(PROVIDED INFORMATION Opens)

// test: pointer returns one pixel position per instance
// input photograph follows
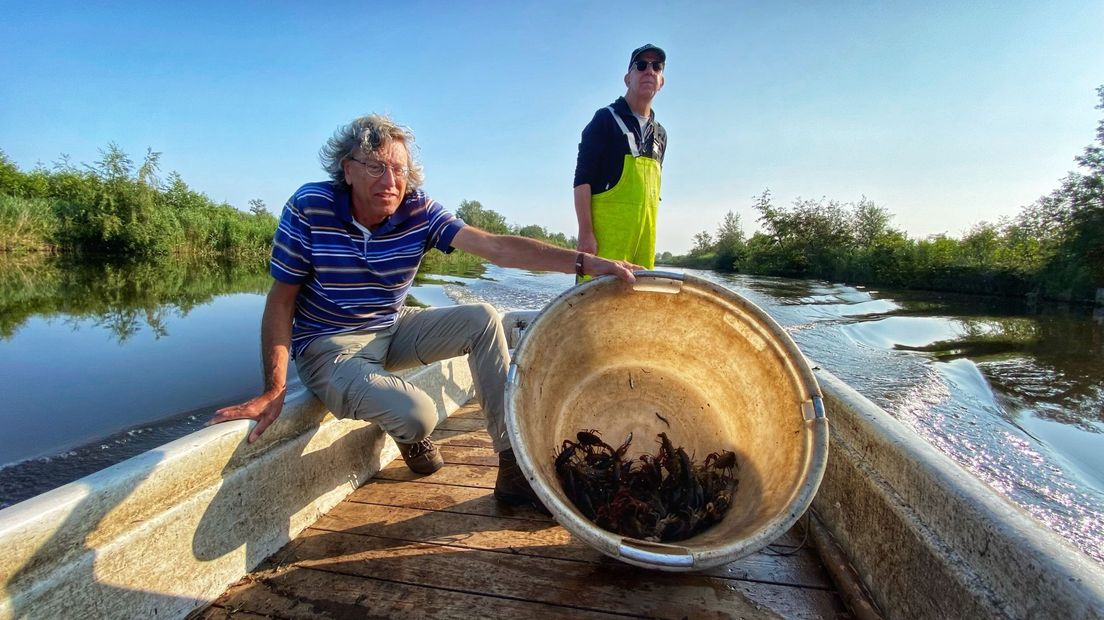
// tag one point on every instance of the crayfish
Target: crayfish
(661, 496)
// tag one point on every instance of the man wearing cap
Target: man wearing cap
(617, 172)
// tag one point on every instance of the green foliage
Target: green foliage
(1053, 247)
(474, 214)
(25, 224)
(116, 209)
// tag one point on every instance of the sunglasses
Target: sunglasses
(643, 65)
(375, 169)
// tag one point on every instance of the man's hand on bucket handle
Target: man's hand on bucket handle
(596, 266)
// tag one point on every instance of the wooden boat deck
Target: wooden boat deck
(441, 546)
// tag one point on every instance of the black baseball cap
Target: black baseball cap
(647, 47)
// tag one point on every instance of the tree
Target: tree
(870, 223)
(474, 213)
(730, 243)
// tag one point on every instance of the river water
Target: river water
(95, 373)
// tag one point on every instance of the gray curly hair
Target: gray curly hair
(368, 134)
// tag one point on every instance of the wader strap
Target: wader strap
(632, 137)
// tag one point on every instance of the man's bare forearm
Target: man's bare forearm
(276, 337)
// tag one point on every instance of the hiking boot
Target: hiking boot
(511, 487)
(422, 457)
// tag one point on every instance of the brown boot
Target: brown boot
(511, 487)
(422, 457)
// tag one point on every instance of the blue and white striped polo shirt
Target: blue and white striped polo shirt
(352, 284)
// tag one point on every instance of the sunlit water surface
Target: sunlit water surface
(1012, 394)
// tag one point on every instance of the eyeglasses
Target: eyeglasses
(643, 65)
(375, 169)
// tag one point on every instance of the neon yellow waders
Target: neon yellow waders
(624, 216)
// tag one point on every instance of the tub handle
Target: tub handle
(658, 281)
(656, 554)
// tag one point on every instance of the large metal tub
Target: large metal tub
(677, 354)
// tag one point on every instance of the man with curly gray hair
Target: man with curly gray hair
(343, 259)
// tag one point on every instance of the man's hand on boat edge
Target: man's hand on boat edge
(264, 409)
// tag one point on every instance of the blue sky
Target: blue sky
(946, 114)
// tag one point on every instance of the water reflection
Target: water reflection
(101, 363)
(121, 299)
(1011, 391)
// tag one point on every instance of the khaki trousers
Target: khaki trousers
(351, 372)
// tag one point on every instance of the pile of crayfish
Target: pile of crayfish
(657, 498)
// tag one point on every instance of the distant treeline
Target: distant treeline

(PROVIDED INFORMATION Closes)

_WHAT IS REQUIRED:_
Every line of the records containing the word "treeline" must appear in the answer.

_OUTPUT OF THE EXERCISE:_
// tag one point on every instance of the distant treeline
Target: distant treeline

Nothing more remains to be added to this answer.